### THE REQUEST
Change each "straightforward" in the material below to "simple" and write the material out again with nothing else altered. Leave the pictures out of your answer.

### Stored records

######

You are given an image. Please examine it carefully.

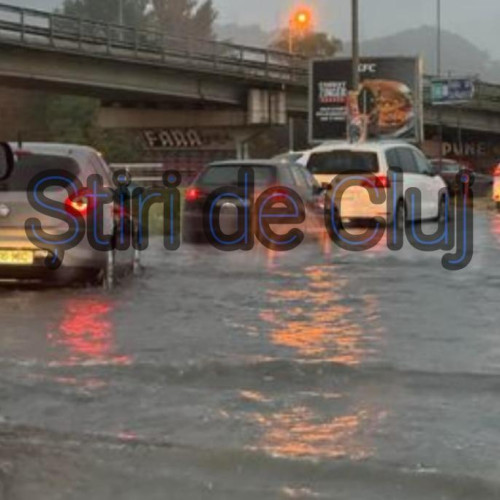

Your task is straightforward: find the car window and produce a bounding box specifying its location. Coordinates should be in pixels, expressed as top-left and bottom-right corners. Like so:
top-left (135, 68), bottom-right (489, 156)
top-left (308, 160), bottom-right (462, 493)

top-left (90, 153), bottom-right (112, 185)
top-left (385, 149), bottom-right (402, 169)
top-left (0, 154), bottom-right (82, 191)
top-left (197, 164), bottom-right (276, 186)
top-left (412, 151), bottom-right (432, 175)
top-left (441, 163), bottom-right (460, 174)
top-left (290, 165), bottom-right (309, 189)
top-left (299, 167), bottom-right (320, 189)
top-left (397, 148), bottom-right (418, 174)
top-left (307, 150), bottom-right (379, 175)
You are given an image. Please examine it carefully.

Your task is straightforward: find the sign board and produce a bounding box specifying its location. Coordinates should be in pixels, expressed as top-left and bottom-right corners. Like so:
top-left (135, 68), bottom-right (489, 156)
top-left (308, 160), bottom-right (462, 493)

top-left (143, 128), bottom-right (235, 151)
top-left (309, 57), bottom-right (423, 142)
top-left (431, 78), bottom-right (475, 105)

######

### WRITTEN ANSWER
You are given an image. Please examine it carefully.


Your task is simple: find the car window and produce a bounding box specifying its location. Coordinates should be in pixels, expressed as top-left and bottom-right corners. Like so:
top-left (135, 68), bottom-right (489, 156)
top-left (308, 160), bottom-right (462, 493)

top-left (90, 153), bottom-right (112, 185)
top-left (385, 149), bottom-right (402, 169)
top-left (0, 154), bottom-right (82, 191)
top-left (197, 164), bottom-right (276, 186)
top-left (412, 151), bottom-right (432, 175)
top-left (441, 163), bottom-right (460, 174)
top-left (290, 165), bottom-right (309, 189)
top-left (299, 167), bottom-right (320, 189)
top-left (397, 148), bottom-right (418, 174)
top-left (307, 150), bottom-right (379, 175)
You are given an image. Please examine it carefully.

Your task is simple: find the sign board and produce a bounding box specifying its location. Coordinates should be in pixels, expressed as top-left and bottom-right corners. Like so:
top-left (135, 68), bottom-right (489, 156)
top-left (308, 160), bottom-right (462, 493)

top-left (143, 128), bottom-right (235, 151)
top-left (309, 57), bottom-right (423, 142)
top-left (431, 78), bottom-right (475, 105)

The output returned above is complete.